**** DATASET ROWS ****

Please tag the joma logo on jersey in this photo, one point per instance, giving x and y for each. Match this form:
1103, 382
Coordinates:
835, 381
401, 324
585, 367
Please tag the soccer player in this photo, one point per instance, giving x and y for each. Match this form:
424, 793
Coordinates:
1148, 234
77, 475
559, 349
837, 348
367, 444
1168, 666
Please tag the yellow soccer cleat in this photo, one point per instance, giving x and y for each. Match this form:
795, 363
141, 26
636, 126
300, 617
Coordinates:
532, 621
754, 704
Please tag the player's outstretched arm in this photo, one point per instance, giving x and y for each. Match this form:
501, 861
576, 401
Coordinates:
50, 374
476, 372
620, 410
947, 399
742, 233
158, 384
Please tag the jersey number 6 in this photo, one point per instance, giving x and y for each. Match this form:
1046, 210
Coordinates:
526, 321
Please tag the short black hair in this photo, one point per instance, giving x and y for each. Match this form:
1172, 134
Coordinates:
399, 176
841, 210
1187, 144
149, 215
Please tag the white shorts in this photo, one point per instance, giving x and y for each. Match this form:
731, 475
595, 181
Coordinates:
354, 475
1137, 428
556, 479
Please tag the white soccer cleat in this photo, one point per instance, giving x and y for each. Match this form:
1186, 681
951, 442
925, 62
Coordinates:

****

#### EXERCISE
Reproduce all of the entries above without changing anything.

#### RIGHT ANSWER
Please tag the joma logo on jersey in this photo, one point per instance, giving x and y for each. Match this form:
1103, 382
Coordinates:
835, 381
401, 324
585, 367
Please tag the soccer player in this photo, one point per instance, giving x and y for each. Match this form:
424, 793
Coordinates:
1148, 234
77, 475
559, 349
837, 348
367, 444
1168, 666
Please tag the yellow soccer cleat in this photo, one point per instance, giving x and y for each. Match this form:
795, 363
141, 26
636, 126
300, 617
Coordinates:
532, 621
754, 704
Please tag the player's outstretched arm in this photo, one point per instance, giving x and y for each. Match this form:
501, 861
576, 401
Coordinates:
50, 374
476, 372
620, 410
947, 399
742, 233
158, 384
Please tag the jersey number 6 in this photo, one point per instance, giving x and y for each. Match this form:
1046, 210
Coordinates:
526, 321
Please tag the short black hair in this photo, one point per instance, giving x and y for each. Match this form:
1172, 134
Coordinates:
399, 176
841, 210
1187, 144
149, 215
Please tag the white shorts in this photo, one point per instance, giving x and y for each. Match this form:
731, 475
595, 181
Coordinates:
354, 475
1137, 428
556, 479
Please tag the white soccer cleat in this photo, one point per instance, giving x and y for each. Match this form:
1186, 681
951, 442
925, 62
Coordinates:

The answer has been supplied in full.